▸ Article:
“What happens when we extrapolate Plato’s cave allegory to the cyber-cave experiences of the millennials, and the way in which they experienced their exodus from online reality? This thought experiment produces an image of a group of young adults clustered together in the twilight of their virtual home. Sitting with their backs to the entrance, their faces are lit up by the interfaces that provide access to the world of phenomena. Interfaces that consist of countless clusters of pixels, minuscule dots whose density and colour determine the group’s perception of reality. Behind them as they huddle over their screens, there is – not fire, as in Plato’s version of the story – but a battery of whirring servers belonging to corporations like Google and Facebook, who project their bits-and-bytes shadows as reality. The group has grown up in this world of screens, this is their reality; they spend their days Liking it or texting about it. Then Anne, followed by a few others, suddenly tears herself away from the projections on her screen, stands up and walks towards the cave’s exit, past the servers and into the sunlight. Once outside, freed from the digital shadows that have been her world and blinking in the bright light of an analogue reality, she feels very fortunate and sorry for those who have stayed behind. After spending some time in that analogue realm, she realises more than ever how ‘unreal’ the Instagram images and Facebook profiles of people are ‘who you’ve never heard speak or seen walking about’. And of those who remained behind, she says, ‘People don’t realise that it’s not the case that the world doesn’t have an Instagram filter’. ” A little philosophy of digital abstinence 

Today, you could do worse than spend under 10 minutes watching the 1973 animation above narrated by Orson Welles over a quiet favourite hot drink. Let your unconscious work out the connections to your digital life. If you need more obvious connections, the summary of ‘A little philosophy of digital abstinence’ obliges.

▸ Problem set:
A: Decide whether each statement agrees with the passage on Plato's cave and digital life. Answer yes or no for each, and quote the words from the passage that decide it. (i) In the thought experiment, servers stand behind the group where Plato's version has fire. (ii) The group sits facing the entrance of their virtual home. (iii) Anne is the only one who leaves the cave.
B: Continue the passage on Plato's cave and digital life after its final sentence.

▸ Listing:

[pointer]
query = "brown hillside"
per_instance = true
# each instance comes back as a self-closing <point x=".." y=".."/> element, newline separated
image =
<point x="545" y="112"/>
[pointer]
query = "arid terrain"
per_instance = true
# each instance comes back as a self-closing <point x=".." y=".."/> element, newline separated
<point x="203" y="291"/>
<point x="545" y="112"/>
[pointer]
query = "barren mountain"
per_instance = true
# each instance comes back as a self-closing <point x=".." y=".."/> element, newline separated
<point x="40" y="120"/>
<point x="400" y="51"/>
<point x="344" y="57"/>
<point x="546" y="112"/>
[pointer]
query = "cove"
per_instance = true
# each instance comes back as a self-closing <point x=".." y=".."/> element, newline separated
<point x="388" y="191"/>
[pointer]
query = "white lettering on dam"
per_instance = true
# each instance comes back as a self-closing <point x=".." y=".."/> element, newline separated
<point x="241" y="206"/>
* * *
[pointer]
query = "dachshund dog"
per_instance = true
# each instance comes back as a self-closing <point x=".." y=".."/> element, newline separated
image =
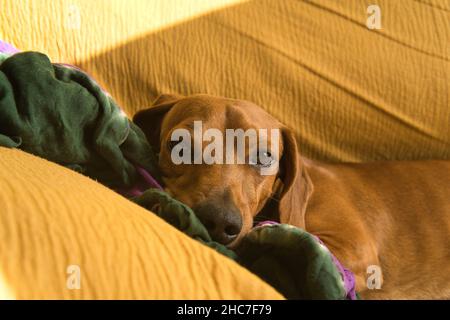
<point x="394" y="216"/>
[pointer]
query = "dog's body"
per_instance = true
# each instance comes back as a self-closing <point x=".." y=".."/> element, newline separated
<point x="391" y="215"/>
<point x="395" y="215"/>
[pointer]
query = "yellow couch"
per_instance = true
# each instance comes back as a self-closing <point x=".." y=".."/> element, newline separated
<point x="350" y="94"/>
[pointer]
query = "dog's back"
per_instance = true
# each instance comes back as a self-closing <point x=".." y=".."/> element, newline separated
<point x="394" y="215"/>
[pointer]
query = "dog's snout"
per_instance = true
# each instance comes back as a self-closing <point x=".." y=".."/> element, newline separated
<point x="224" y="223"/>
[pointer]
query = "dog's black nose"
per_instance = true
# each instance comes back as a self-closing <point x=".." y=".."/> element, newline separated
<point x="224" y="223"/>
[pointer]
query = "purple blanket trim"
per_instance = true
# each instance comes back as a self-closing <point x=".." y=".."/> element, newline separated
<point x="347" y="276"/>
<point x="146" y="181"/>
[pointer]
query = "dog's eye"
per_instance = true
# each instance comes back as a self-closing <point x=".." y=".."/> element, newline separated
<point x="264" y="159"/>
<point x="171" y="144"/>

▸ Exercise answers:
A:
(i) Yes: "there is – not fire, as in Plato’s version of the story – but a battery of whirring servers"
(ii) No: "Sitting with their backs to the entrance"
(iii) No: "Then Anne, followed by a few others"

B:
The book asks many interesting questions relevant to the feasibility of finding digital stillness in the digital realm itself:

“What happens if you go offline in a world that is constantly online? If you put your telephone aside, what will take its place? Do you even still exist? Philosopher, author and columnist Hans Schnitzler talked to millennials who had undergone a digital detox (in his capacity as lecturer he supervised over a hundred students undertaking this experiment, interviewing fifteen of them in depth). Their experiences paint a picture, as recognisable as it is disconcerting, of the struggles of homo smartphonus. We are always accessible and connected, but what price are we actually paying for this?”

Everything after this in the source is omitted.